* STATED EXERCISE: Please find each line in the rows below that contains the word "station" and copy those lines.

* AVAILABLE RECORDS:
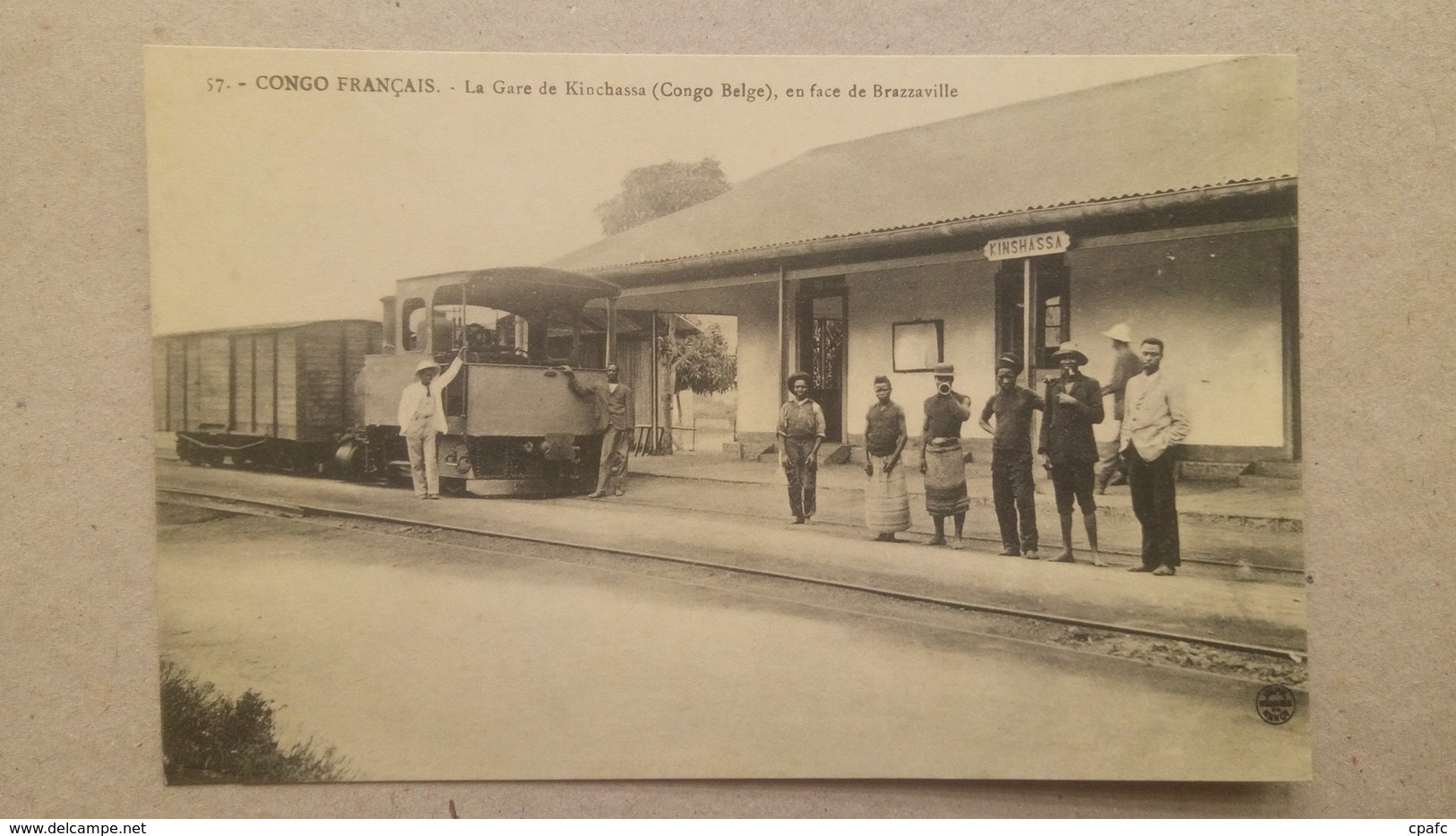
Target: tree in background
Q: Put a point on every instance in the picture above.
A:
(654, 191)
(699, 361)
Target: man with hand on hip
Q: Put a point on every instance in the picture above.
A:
(1153, 421)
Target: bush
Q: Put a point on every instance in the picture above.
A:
(210, 738)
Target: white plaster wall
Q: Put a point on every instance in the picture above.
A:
(1215, 302)
(959, 293)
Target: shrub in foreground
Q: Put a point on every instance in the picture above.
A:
(211, 738)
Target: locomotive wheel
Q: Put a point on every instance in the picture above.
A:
(349, 461)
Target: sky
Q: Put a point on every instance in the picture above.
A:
(283, 205)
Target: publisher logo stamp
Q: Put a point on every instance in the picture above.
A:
(1274, 703)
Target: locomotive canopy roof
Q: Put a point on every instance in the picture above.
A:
(523, 290)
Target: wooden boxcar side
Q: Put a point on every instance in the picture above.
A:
(293, 382)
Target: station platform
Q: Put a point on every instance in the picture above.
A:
(1220, 523)
(675, 516)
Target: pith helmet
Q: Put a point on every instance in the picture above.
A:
(1118, 332)
(1069, 349)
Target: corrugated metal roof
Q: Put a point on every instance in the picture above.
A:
(1211, 125)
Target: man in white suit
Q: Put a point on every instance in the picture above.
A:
(421, 418)
(1155, 418)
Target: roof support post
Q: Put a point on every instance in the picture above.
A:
(784, 330)
(612, 331)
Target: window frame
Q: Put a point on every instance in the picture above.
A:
(894, 344)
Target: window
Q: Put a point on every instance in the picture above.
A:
(1052, 309)
(414, 318)
(918, 346)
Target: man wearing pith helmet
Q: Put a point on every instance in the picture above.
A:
(421, 418)
(1110, 470)
(801, 431)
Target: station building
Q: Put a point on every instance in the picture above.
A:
(1167, 203)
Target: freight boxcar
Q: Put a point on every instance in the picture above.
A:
(279, 395)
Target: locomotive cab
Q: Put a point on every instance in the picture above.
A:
(514, 427)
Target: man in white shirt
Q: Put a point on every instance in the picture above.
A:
(421, 418)
(1155, 418)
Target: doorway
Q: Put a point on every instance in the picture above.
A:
(823, 337)
(1046, 283)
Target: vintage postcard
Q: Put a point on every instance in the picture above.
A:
(601, 417)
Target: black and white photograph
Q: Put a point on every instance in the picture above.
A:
(682, 417)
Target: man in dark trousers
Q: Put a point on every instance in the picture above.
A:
(1067, 446)
(801, 431)
(1157, 419)
(1110, 470)
(1012, 488)
(616, 417)
(943, 461)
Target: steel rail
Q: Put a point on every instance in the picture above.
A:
(969, 606)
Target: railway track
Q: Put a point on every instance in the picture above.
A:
(1253, 661)
(1239, 570)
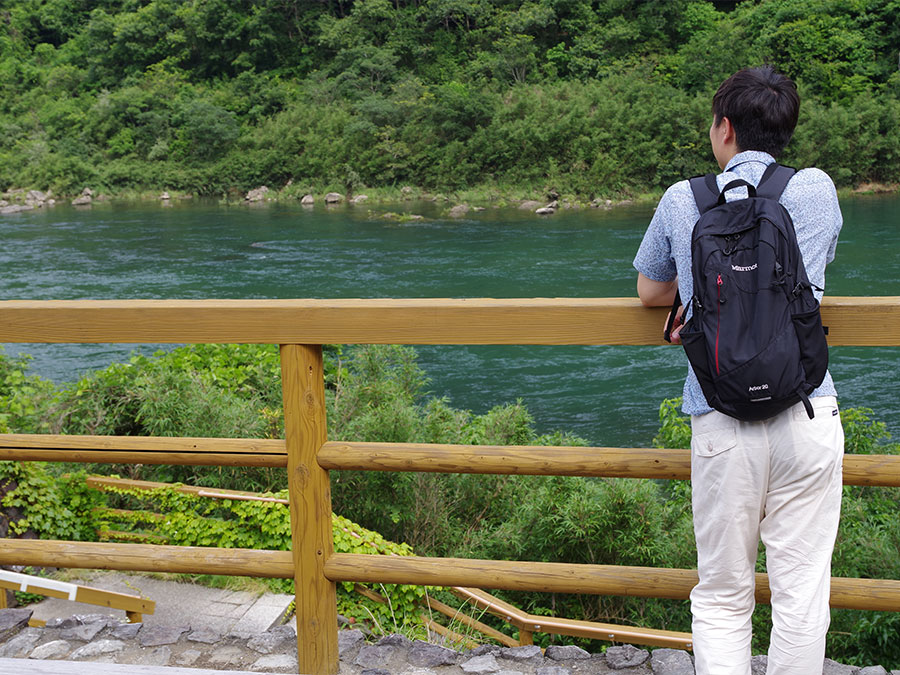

* WRITTEN ANSWER:
Target: station platform
Target: station building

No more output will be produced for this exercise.